• [Tâches à faire]
a) Dites si chacune des affirmations suivantes correspond à la discussion sur les mots de passe : (i) fioenz travaille surtout sur Safari ; (ii) le problème arrive environ une fois par semaine ; (iii) pascalformac pense que le système a sans doute été installé proprement, sans migration. Répondez par oui ou non et citez les mots qui tranchent.
b) D'après la discussion sur les mots de passe, quel est le fournisseur d'accès de fioenz ?
c) Poursuivez la discussion sur les mots de passe à partir de son dernier passage.

• [Extrait du texte]
# Obligé de retaper mes mots de passe...



## fioenz (5 Décembre 2014)

Bonjour à tous,

Je suis sous macbook pro retina - Yosemite.. FAI FREE.

Je ne sais pas s'il s'agit d'un problème lié à Yosemite, mais je suis trop souvent (plusieurs fois par jour) obligé de retaper tous mes mots de passe lorsque je me connecte sur un site habituel, alors qu'à chaque fois je coche "se souvenir de moi" y compris sur ce site...

Y a t-il un moyen, de remédier à çà ?

Merci 

Cordialement
F.


----------



## pascalformac (5 Décembre 2014)

c'est certainement un mauvais réencodage de fichier du navigateur ( inconnu) au moment de la migration d'ancien OS et anciens réglages
car peu probable que ce fut une clean install


il faudra nettoyer les fichiers du navigateur dans ta session
parfois un seul ( une preference) , parfois plus profond

plusieurs sujets là dessus
méthodes variables selon navigateur en jeu


----------



## fioenz (5 Décembre 2014)

Pour ma part je travaille essentiellement sur Safari..; Quelle est cette méthode ?

Merci


----------



## pascalformac (5 Décembre 2014)

et bien les classiques !
effacement  de cookies et mot de passe de ces sites (dans  les prefs safari)

ou changement de fichiers
fichiers de preference de safari ( dans TA biblio)
à plus profond ( dans le dossier safari)



en yosemite les choses ont un peu changé mais globalement c'est la même chose
il y a déjà des sujets là dessus ( en yosemite)

exemple parmi d'autres
Safari 8.0 : utilisation des mots de passe mémorisés [Résolu] - Forum Mac


----------



## FrançoisMacG (5 Décembre 2014)

Il semble aussi qu'il y ait un bug sur Safari 8.0 = http://www.macissues.com/2014/12/03/apple-issues-fix-for-password-autofill-bug-in-safari/


----------



## fioenz (11 Décembre 2014)

pascalformac a dit:


> et bien les classiques !
> effacement  de cookies et mot de passe de ces sites (dans  les prefs safari)

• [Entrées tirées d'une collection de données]
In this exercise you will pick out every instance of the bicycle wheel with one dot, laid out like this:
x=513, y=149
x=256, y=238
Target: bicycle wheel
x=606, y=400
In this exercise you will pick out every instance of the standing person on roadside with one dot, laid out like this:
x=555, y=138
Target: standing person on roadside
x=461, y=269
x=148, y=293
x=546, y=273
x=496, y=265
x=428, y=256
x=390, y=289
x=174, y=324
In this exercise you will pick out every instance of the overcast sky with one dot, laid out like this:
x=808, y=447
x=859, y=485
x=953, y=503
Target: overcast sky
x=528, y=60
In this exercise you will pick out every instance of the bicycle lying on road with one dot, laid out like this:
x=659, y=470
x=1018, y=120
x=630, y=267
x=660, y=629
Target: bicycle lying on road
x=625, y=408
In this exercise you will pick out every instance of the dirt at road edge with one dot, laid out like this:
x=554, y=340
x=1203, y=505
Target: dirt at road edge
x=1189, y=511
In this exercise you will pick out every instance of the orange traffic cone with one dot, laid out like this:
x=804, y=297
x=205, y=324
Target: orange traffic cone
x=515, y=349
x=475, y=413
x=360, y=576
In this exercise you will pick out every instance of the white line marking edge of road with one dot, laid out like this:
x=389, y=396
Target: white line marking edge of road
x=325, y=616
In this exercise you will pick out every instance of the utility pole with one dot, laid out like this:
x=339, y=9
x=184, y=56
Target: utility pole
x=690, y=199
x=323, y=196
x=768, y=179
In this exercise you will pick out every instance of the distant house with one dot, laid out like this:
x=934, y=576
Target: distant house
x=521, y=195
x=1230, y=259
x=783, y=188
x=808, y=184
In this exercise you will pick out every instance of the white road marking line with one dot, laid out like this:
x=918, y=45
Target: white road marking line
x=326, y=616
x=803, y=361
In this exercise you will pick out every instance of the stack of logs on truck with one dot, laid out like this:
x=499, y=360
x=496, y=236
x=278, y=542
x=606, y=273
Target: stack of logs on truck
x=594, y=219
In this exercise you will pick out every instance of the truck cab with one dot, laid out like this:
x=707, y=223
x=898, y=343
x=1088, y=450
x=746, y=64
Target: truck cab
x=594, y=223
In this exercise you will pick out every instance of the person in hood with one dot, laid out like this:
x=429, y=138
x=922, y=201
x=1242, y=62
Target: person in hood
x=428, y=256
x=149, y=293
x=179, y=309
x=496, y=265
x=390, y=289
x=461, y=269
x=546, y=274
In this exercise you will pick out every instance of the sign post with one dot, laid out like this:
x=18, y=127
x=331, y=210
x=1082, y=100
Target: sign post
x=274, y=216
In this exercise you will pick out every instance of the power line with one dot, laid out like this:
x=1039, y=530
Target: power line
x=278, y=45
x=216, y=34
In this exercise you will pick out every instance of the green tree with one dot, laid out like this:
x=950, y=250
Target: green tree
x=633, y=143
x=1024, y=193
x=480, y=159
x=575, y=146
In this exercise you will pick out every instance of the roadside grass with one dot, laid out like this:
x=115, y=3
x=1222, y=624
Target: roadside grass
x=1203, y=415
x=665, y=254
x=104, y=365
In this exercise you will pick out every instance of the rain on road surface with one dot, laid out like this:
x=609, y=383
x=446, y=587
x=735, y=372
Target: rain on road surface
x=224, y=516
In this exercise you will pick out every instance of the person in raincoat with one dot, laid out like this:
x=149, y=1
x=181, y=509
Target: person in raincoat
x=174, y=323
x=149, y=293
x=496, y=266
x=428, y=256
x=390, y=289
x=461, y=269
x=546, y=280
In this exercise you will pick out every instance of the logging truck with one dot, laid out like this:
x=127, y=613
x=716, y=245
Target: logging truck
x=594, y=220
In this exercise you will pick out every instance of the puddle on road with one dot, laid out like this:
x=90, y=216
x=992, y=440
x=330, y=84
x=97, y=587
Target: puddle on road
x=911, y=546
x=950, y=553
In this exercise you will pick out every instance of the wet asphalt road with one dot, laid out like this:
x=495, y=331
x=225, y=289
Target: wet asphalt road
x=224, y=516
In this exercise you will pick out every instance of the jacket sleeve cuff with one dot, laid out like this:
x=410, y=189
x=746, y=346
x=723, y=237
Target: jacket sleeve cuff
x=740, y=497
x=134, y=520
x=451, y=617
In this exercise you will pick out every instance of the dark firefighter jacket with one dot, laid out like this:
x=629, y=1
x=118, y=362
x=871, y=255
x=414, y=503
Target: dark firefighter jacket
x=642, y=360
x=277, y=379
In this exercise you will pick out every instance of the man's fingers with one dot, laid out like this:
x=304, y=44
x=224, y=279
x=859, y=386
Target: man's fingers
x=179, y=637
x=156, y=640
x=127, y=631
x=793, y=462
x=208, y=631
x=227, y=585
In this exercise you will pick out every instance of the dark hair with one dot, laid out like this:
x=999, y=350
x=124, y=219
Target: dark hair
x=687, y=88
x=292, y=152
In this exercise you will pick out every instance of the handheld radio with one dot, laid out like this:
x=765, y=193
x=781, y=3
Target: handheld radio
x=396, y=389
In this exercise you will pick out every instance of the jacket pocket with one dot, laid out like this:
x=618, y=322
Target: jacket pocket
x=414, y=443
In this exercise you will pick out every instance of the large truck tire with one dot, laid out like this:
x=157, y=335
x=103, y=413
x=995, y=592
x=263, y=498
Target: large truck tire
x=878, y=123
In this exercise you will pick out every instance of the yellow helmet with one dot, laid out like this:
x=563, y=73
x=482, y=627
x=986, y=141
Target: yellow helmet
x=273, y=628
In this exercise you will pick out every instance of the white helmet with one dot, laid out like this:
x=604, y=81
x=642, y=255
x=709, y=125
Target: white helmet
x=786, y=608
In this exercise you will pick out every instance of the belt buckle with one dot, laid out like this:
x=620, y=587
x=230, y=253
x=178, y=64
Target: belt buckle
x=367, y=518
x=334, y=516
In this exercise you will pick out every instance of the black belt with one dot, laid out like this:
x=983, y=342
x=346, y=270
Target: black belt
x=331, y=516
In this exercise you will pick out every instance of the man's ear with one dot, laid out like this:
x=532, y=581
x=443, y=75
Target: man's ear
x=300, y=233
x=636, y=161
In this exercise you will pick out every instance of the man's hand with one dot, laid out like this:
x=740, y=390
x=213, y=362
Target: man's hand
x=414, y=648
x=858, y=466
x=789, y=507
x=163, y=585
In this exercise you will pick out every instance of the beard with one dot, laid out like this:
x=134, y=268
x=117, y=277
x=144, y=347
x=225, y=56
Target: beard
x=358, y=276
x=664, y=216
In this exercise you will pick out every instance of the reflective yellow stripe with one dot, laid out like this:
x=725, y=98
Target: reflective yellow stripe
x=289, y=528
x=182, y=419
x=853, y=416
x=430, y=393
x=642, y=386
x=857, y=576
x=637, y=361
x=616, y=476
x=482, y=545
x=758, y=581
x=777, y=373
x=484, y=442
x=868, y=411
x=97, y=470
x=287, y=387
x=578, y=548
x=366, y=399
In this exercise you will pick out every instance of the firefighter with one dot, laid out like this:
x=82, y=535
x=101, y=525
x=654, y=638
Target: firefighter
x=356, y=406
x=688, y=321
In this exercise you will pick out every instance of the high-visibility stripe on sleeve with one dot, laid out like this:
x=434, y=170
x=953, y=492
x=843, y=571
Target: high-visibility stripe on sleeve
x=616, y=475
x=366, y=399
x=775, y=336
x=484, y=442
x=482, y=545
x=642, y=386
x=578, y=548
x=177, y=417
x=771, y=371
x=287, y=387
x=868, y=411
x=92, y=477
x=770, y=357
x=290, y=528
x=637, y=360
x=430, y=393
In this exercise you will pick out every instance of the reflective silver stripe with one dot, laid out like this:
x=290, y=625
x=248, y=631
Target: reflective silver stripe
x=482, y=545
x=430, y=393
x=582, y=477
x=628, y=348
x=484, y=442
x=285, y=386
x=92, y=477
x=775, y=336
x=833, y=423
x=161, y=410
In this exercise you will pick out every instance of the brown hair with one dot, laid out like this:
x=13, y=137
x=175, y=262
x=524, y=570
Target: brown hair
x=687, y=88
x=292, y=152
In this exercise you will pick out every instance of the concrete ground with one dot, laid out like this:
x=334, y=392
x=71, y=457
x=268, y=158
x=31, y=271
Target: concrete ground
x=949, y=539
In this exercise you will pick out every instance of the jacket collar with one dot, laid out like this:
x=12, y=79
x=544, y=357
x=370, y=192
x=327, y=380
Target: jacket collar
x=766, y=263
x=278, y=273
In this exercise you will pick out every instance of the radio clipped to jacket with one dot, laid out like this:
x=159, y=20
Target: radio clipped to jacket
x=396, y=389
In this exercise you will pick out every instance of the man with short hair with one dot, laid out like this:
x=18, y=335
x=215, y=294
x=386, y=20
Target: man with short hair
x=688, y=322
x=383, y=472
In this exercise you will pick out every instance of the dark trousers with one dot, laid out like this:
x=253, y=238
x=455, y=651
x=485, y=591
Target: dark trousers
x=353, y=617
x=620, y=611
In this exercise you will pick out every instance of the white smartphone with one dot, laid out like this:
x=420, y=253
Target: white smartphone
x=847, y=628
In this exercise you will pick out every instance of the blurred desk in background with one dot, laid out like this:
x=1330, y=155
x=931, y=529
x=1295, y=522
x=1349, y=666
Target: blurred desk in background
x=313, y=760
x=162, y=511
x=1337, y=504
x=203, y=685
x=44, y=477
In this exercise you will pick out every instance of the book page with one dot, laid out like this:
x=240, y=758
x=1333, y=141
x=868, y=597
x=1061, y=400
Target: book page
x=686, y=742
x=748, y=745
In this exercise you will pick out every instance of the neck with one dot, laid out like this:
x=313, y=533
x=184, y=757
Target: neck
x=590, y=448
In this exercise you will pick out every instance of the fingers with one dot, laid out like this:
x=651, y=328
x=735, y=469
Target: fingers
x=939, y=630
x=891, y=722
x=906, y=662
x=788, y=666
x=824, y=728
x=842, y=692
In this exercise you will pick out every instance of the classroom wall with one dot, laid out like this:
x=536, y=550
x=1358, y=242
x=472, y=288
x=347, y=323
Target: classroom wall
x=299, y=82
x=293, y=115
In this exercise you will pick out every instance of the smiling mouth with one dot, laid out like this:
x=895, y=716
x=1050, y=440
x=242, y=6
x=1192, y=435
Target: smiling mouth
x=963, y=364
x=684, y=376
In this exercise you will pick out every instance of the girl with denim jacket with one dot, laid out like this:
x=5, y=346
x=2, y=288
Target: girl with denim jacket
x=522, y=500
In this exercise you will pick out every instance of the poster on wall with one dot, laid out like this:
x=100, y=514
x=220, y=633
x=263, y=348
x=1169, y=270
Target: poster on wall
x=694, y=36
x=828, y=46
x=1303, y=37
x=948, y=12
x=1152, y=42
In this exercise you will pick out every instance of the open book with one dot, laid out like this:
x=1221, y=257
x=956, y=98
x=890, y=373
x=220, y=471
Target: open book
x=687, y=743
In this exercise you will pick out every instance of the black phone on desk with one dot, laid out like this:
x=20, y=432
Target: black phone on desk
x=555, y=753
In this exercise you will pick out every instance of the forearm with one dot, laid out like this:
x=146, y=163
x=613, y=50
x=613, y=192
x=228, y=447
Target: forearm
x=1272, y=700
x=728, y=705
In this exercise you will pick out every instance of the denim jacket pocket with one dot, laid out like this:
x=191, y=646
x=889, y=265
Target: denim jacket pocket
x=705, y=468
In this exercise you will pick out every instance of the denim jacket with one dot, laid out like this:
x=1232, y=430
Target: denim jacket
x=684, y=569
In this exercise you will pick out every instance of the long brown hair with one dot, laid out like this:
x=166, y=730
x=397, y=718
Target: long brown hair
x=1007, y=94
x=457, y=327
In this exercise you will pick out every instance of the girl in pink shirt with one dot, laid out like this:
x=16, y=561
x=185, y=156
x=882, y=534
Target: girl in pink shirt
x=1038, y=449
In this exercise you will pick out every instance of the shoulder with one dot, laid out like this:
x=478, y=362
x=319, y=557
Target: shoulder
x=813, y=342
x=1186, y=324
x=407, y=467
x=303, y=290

• [Réponses attendues]
a)
(i) Oui : « Pour ma part je travaille essentiellement sur Safari ».
(ii) Non : « je suis trop souvent (plusieurs fois par jour) obligé de retaper tous mes mots de passe ».
(iii) Non : « car peu probable que ce fut une clean install ».

b) FREE.

c)
> 
> ou changement de fichiers
> ...



Toujours le même problème...


----------



## pascalformac (12 Décembre 2014)

y a une maj safari dispo depuis quelques heures


----------



## fioenz (12 Décembre 2014)

pascalformac a dit:


> y a une maj safari dispo depuis quelques heures



Merci, je viens de la faire on verra bien si çà change dans mon cas...


----------



## pimousse320 (14 Décembre 2014)

salut, si tu n'y voit pas d'inconvénient, a chaque fois que tu va sur un site qui n'est pas enregistré tu peux enregistrer dans ton trousseaux tout tes mot de passes et a chaque fois que tu clique sur l'entré du nom de connexion tu devrait avoir un message qui te demande de remplir automatiquement ton nom et ton mot de passe, c'est déjà moins chiant que de réinscrire tout le temps tes mot de passe.
ca ce configure dans les préférences de safari dans remplissage automatique et dans mot de passe.


----------



## fioenz (16 Décembre 2014)

pimousse320 a dit:


> salut, si tu n'y voit pas d'inconvénient, a chaque fois que tu va sur un site qui n'est pas enregistré tu peux enregistrer dans ton trousseaux tout tes mot de passes et a chaque fois que tu clique sur l'entré du nom de connexion tu devrait avoir un message qui te demande de remplir automatiquement ton nom et ton mot de passe, c'est déjà moins chiant que de réinscrire tout le temps tes mot de passe.
> ca ce configure dans les préférences de safari dans remplissage automatique et dans mot de passe.



Merci pour ta réponse, sur certain sites j'ai déjà le champ pré-rempli, mais pas sur d'autres... Et je comprends pas pourquoi (avant Yosemite çà marchait correctement)...


----------



## pascalformac (16 Décembre 2014)

fioenz a dit:


> M. Et je comprends pas pourquoi (avant Yosemite çà marchait correctement)...


et pourtant François te l'a dit , le pourquoi
relire poste #5


----------



## fioenz (16 Décembre 2014)

J'ai la version 8.0.2 de Safari donc la dernière version si je ne m'abuse... (tu m'avais conseillé la dernière mise à jour, et je t'ai répondu que je l'avais faite... donc je sais lire..)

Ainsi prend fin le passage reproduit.